Exercise instructions → Lines before the one containing "point(475, 344)" are excluded; print that line and every line after it through the end of the material below, exactly.

Task data →
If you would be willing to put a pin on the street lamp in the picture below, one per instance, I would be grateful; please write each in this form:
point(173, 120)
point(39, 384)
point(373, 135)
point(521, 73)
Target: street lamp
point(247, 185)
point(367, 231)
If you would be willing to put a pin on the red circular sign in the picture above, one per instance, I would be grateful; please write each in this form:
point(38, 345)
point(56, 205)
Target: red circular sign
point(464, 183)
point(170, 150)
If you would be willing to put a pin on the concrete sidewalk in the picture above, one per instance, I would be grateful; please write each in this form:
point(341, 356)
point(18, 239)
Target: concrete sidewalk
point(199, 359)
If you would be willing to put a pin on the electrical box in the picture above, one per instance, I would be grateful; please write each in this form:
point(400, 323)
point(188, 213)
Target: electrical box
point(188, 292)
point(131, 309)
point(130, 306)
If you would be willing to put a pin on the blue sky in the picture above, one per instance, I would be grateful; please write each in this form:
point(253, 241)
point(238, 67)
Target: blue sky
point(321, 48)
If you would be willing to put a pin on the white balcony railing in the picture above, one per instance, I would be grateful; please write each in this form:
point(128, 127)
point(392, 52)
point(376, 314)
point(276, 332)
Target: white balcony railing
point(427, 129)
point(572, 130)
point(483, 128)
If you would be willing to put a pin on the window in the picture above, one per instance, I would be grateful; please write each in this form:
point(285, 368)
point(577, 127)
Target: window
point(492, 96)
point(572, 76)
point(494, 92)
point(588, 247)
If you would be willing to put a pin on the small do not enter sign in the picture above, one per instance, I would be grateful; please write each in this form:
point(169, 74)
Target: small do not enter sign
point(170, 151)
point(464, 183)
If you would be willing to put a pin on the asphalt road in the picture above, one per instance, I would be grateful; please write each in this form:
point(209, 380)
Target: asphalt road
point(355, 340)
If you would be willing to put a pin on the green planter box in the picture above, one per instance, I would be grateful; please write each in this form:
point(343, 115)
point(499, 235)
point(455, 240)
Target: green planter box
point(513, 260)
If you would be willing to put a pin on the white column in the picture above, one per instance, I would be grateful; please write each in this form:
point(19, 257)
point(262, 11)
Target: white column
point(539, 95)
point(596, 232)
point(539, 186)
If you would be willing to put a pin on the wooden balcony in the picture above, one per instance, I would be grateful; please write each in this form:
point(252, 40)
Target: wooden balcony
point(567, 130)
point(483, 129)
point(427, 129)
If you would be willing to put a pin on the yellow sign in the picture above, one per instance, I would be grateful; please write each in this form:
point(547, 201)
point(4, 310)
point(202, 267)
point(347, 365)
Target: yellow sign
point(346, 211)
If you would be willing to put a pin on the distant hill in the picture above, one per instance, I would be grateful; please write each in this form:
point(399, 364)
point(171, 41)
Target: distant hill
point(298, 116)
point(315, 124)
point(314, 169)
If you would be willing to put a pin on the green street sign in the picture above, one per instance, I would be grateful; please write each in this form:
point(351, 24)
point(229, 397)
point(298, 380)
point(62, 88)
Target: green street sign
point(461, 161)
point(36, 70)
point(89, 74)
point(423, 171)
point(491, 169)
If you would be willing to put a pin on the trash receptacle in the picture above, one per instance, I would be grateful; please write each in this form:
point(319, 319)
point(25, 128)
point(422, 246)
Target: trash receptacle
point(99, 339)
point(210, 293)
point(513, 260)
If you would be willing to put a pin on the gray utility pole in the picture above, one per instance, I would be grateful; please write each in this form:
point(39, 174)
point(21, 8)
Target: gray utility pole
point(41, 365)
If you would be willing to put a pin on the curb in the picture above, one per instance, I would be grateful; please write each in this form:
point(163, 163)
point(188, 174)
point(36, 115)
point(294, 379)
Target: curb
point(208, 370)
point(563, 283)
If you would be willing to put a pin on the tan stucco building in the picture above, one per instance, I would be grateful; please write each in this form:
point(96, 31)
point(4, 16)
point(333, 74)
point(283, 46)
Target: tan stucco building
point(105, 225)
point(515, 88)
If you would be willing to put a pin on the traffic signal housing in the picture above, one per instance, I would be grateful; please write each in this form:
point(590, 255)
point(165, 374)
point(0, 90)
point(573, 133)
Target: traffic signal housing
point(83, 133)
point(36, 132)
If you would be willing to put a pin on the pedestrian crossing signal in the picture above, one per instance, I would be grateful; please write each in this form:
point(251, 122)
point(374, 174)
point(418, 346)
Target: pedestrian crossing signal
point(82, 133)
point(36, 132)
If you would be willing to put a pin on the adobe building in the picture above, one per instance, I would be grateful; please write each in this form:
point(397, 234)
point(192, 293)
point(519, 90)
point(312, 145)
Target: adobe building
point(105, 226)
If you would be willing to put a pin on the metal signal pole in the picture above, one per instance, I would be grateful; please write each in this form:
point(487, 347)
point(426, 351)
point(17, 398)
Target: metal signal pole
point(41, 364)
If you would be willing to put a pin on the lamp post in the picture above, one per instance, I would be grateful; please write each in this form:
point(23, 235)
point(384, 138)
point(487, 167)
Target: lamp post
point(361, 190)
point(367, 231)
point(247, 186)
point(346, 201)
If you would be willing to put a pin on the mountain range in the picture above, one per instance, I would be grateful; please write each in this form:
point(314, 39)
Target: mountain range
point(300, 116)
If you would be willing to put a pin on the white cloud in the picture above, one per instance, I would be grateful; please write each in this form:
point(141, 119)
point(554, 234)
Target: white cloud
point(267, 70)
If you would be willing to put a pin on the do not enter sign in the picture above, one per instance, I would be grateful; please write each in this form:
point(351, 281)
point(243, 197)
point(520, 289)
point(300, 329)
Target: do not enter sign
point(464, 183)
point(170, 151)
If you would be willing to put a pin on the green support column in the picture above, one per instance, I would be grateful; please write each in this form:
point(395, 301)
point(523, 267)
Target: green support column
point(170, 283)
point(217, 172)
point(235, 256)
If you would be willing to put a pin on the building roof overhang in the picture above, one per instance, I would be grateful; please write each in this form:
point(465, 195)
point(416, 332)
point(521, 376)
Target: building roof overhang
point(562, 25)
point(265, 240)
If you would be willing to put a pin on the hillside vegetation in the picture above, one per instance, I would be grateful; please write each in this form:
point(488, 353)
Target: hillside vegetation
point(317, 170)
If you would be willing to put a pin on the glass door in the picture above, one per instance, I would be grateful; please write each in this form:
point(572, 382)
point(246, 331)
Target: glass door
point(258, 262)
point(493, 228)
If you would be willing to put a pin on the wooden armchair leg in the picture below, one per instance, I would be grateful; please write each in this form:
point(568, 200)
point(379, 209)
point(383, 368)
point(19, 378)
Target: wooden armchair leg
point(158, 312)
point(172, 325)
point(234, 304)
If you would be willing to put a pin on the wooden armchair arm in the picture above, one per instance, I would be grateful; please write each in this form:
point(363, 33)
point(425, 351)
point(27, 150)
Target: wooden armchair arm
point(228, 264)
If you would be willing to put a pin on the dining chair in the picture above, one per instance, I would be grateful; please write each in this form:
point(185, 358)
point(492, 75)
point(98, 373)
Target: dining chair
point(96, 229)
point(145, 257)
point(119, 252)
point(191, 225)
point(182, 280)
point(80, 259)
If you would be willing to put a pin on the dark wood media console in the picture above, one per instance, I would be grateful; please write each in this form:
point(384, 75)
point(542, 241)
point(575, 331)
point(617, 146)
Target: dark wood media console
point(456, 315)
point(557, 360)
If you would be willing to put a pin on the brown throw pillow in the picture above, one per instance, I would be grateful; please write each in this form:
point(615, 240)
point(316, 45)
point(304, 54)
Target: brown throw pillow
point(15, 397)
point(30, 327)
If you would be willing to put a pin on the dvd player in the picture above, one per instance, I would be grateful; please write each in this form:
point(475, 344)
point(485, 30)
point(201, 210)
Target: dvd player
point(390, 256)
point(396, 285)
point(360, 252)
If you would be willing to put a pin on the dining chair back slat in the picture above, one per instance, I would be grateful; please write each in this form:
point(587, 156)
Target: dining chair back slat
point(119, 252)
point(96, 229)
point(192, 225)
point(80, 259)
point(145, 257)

Task result →
point(475, 344)
point(485, 30)
point(201, 210)
Target: dvd player
point(390, 256)
point(396, 285)
point(360, 252)
If you would be willing to put a pin on the dining chair back slat in the picture above, one per instance, I would be grateful; please write each in this form:
point(587, 156)
Target: dining chair back slat
point(119, 252)
point(96, 229)
point(192, 225)
point(80, 259)
point(145, 257)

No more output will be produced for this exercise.